To do:
Give the records again in full, exactly as written.

Extracted records:

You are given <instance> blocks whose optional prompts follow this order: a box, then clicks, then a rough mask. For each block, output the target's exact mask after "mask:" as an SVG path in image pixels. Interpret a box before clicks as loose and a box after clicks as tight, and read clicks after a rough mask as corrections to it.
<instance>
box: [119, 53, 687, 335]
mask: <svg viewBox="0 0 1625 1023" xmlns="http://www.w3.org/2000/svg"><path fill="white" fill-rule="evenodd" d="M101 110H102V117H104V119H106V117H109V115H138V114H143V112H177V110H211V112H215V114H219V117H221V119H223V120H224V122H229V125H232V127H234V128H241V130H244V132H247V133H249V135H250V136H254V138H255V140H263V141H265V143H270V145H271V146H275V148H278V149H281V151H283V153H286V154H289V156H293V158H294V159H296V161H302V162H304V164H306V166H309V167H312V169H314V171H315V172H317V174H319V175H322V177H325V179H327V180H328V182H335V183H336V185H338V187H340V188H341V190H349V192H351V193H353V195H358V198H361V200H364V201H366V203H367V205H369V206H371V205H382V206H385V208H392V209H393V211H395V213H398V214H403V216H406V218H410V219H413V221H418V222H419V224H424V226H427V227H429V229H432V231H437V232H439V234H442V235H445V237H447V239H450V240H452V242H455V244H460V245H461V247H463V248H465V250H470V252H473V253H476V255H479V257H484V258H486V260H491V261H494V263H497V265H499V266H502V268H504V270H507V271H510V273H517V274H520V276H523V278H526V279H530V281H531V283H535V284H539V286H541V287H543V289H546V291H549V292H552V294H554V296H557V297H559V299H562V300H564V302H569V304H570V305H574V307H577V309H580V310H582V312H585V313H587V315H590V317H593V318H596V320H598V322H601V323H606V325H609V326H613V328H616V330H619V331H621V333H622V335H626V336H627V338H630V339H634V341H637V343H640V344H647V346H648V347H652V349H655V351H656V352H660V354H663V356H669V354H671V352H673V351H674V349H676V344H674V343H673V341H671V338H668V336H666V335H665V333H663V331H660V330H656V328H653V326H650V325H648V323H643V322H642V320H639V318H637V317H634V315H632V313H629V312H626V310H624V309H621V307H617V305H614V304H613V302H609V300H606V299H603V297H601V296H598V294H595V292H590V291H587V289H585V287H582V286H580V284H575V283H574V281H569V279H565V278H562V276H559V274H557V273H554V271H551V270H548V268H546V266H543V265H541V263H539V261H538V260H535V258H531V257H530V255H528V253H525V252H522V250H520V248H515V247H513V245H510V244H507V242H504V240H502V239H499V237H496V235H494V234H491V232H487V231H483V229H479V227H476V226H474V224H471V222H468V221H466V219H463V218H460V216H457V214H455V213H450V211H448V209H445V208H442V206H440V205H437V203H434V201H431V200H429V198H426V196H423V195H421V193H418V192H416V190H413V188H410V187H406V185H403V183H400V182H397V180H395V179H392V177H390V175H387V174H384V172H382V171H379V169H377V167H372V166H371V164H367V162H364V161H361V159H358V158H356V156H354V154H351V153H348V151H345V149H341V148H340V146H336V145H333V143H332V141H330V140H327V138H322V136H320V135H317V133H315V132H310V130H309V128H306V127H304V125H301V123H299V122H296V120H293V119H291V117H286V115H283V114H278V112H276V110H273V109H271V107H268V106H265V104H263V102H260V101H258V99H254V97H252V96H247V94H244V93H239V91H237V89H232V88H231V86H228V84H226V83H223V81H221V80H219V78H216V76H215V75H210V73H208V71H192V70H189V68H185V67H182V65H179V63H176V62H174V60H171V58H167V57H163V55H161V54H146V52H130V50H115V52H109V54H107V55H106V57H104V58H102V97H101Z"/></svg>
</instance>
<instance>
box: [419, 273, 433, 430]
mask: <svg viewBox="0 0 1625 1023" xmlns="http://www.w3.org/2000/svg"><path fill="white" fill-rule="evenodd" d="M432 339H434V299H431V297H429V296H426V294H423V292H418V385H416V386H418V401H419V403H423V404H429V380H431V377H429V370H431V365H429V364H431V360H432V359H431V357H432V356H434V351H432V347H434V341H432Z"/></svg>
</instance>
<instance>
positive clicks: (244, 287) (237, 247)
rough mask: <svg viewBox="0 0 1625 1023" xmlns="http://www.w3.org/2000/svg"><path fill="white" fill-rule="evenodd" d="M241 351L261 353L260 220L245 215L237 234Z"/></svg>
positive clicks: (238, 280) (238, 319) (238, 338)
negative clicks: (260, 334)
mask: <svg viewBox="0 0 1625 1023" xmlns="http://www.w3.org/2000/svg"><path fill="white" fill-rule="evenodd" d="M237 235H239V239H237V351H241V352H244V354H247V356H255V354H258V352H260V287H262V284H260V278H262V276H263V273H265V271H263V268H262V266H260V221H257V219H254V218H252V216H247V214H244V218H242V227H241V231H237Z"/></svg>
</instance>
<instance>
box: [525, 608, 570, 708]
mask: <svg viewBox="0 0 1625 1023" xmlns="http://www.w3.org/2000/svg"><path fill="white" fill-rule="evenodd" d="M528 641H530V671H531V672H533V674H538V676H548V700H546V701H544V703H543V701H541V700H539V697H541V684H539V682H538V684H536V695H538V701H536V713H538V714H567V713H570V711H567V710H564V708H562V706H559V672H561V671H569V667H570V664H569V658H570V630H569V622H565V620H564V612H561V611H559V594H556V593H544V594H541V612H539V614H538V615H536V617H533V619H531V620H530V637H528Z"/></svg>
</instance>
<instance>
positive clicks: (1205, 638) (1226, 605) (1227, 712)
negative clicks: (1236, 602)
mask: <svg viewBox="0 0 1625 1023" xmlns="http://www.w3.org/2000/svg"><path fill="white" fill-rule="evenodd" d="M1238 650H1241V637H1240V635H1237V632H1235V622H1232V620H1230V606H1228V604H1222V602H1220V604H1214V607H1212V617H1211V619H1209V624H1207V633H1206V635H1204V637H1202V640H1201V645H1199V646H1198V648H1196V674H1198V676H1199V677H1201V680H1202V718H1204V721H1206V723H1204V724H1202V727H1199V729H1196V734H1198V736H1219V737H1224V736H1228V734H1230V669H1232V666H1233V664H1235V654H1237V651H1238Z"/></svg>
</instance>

Task response:
You are given <instance> blocks whose optional prompts follow this order: a box, then clicks, then a rough mask. For each block, output the target's exact mask after "mask:" as an SVG path in image pixels. Interpret a box before clicks as loose and a box after clicks as tight, and read clicks after a rough mask as corrections to it.
<instance>
box: [119, 53, 687, 335]
mask: <svg viewBox="0 0 1625 1023" xmlns="http://www.w3.org/2000/svg"><path fill="white" fill-rule="evenodd" d="M101 110H102V117H104V119H106V117H109V115H138V114H143V112H177V110H211V112H215V114H219V117H221V119H223V120H224V122H229V125H232V127H234V128H241V130H244V132H247V133H249V135H250V136H254V138H255V140H263V141H265V143H270V145H271V146H275V148H278V149H281V151H283V153H286V154H289V156H293V158H294V159H296V161H302V162H304V164H306V166H309V167H312V169H314V171H315V172H317V174H319V175H322V177H325V179H327V180H328V182H335V183H336V185H338V187H340V188H341V190H349V192H351V193H353V195H358V198H361V200H364V201H366V203H367V205H369V206H371V205H382V206H385V208H392V209H393V211H395V213H398V214H403V216H406V218H410V219H413V221H418V222H419V224H424V226H427V227H429V229H432V231H437V232H439V234H442V235H445V237H447V239H450V240H452V242H455V244H460V245H461V247H463V248H465V250H470V252H473V253H476V255H479V257H484V258H486V260H491V261H494V263H497V265H499V266H502V268H504V270H507V271H510V273H517V274H520V276H523V278H526V279H530V281H531V283H535V284H539V286H541V287H543V289H546V291H549V292H552V294H554V296H557V297H559V299H562V300H564V302H569V304H570V305H574V307H577V309H580V310H582V312H585V313H587V315H590V317H593V318H596V320H598V322H601V323H606V325H609V326H613V328H616V330H619V331H621V333H622V335H626V336H627V338H630V339H634V341H637V343H640V344H647V346H648V347H652V349H655V351H656V352H660V354H663V356H669V354H671V352H673V351H674V349H676V344H674V343H673V341H671V338H668V336H666V335H665V333H663V331H660V330H656V328H653V326H650V325H648V323H643V322H642V320H639V318H637V317H634V315H632V313H629V312H626V310H624V309H621V307H617V305H614V304H613V302H609V300H606V299H603V297H601V296H598V294H595V292H590V291H587V289H585V287H582V286H580V284H575V283H574V281H569V279H565V278H562V276H559V274H557V273H554V271H551V270H548V268H546V266H543V265H541V263H539V261H538V260H535V258H531V257H530V255H528V253H525V252H522V250H520V248H515V247H513V245H510V244H507V242H504V240H502V239H499V237H496V235H494V234H491V232H487V231H483V229H479V227H476V226H474V224H471V222H468V221H466V219H463V218H460V216H457V214H455V213H450V211H448V209H445V208H442V206H440V205H437V203H434V201H431V200H429V198H426V196H423V195H421V193H418V192H416V190H413V188H410V187H406V185H403V183H400V182H397V180H395V179H392V177H390V175H387V174H384V172H382V171H379V169H377V167H372V166H371V164H367V162H364V161H361V159H358V158H356V156H354V154H351V153H348V151H345V149H341V148H340V146H336V145H333V143H332V141H330V140H327V138H322V136H320V135H317V133H315V132H310V130H309V128H306V127H304V125H301V123H299V122H296V120H293V119H291V117H286V115H283V114H278V112H276V110H273V109H271V107H268V106H265V104H263V102H260V101H258V99H254V97H252V96H247V94H244V93H239V91H237V89H232V88H231V86H228V84H226V83H223V81H221V80H219V78H216V76H215V75H210V73H208V71H192V70H189V68H185V67H182V65H179V63H176V62H174V60H171V58H167V57H163V55H161V54H146V52H130V50H115V52H109V54H107V55H106V57H104V58H102V97H101Z"/></svg>
</instance>
<instance>
box: [419, 273, 433, 430]
mask: <svg viewBox="0 0 1625 1023" xmlns="http://www.w3.org/2000/svg"><path fill="white" fill-rule="evenodd" d="M432 339H434V299H431V297H429V296H426V294H423V292H418V385H416V386H418V401H419V403H423V404H429V380H431V377H429V370H431V365H429V364H431V360H432V359H431V357H432V356H434V351H432V347H434V341H432Z"/></svg>
</instance>
<instance>
positive clicks: (244, 287) (237, 247)
rough mask: <svg viewBox="0 0 1625 1023" xmlns="http://www.w3.org/2000/svg"><path fill="white" fill-rule="evenodd" d="M241 351L261 353L260 220L245 215L237 234Z"/></svg>
positive clicks: (238, 280) (238, 319) (238, 338)
negative clicks: (260, 334)
mask: <svg viewBox="0 0 1625 1023" xmlns="http://www.w3.org/2000/svg"><path fill="white" fill-rule="evenodd" d="M237 235H239V239H237V351H241V352H244V354H247V356H255V354H258V352H260V287H262V284H260V278H262V276H263V273H265V271H263V268H262V266H260V221H257V219H254V218H252V216H247V214H244V218H242V227H241V231H237Z"/></svg>
</instance>
<instance>
box: [525, 608, 570, 708]
mask: <svg viewBox="0 0 1625 1023" xmlns="http://www.w3.org/2000/svg"><path fill="white" fill-rule="evenodd" d="M528 641H530V671H531V672H533V674H538V676H548V700H546V701H544V703H543V701H541V700H539V697H541V684H539V682H538V684H536V695H538V701H536V713H538V714H567V713H570V711H567V710H564V708H562V706H559V672H561V671H569V667H570V664H569V658H570V630H569V622H565V620H564V612H561V611H559V594H556V593H544V594H541V612H539V614H538V615H536V617H533V619H531V620H530V637H528Z"/></svg>
</instance>
<instance>
positive clicks: (1205, 638) (1226, 605) (1227, 712)
negative clicks: (1236, 602)
mask: <svg viewBox="0 0 1625 1023" xmlns="http://www.w3.org/2000/svg"><path fill="white" fill-rule="evenodd" d="M1238 650H1241V637H1240V635H1237V632H1235V622H1232V620H1230V606H1228V604H1222V602H1220V604H1214V607H1212V617H1211V619H1209V624H1207V633H1206V635H1204V637H1202V640H1201V645H1199V646H1198V648H1196V674H1198V676H1199V677H1201V680H1202V718H1204V721H1206V723H1204V724H1202V727H1199V729H1196V734H1198V736H1219V737H1224V736H1228V734H1230V669H1232V666H1233V664H1235V654H1237V651H1238Z"/></svg>
</instance>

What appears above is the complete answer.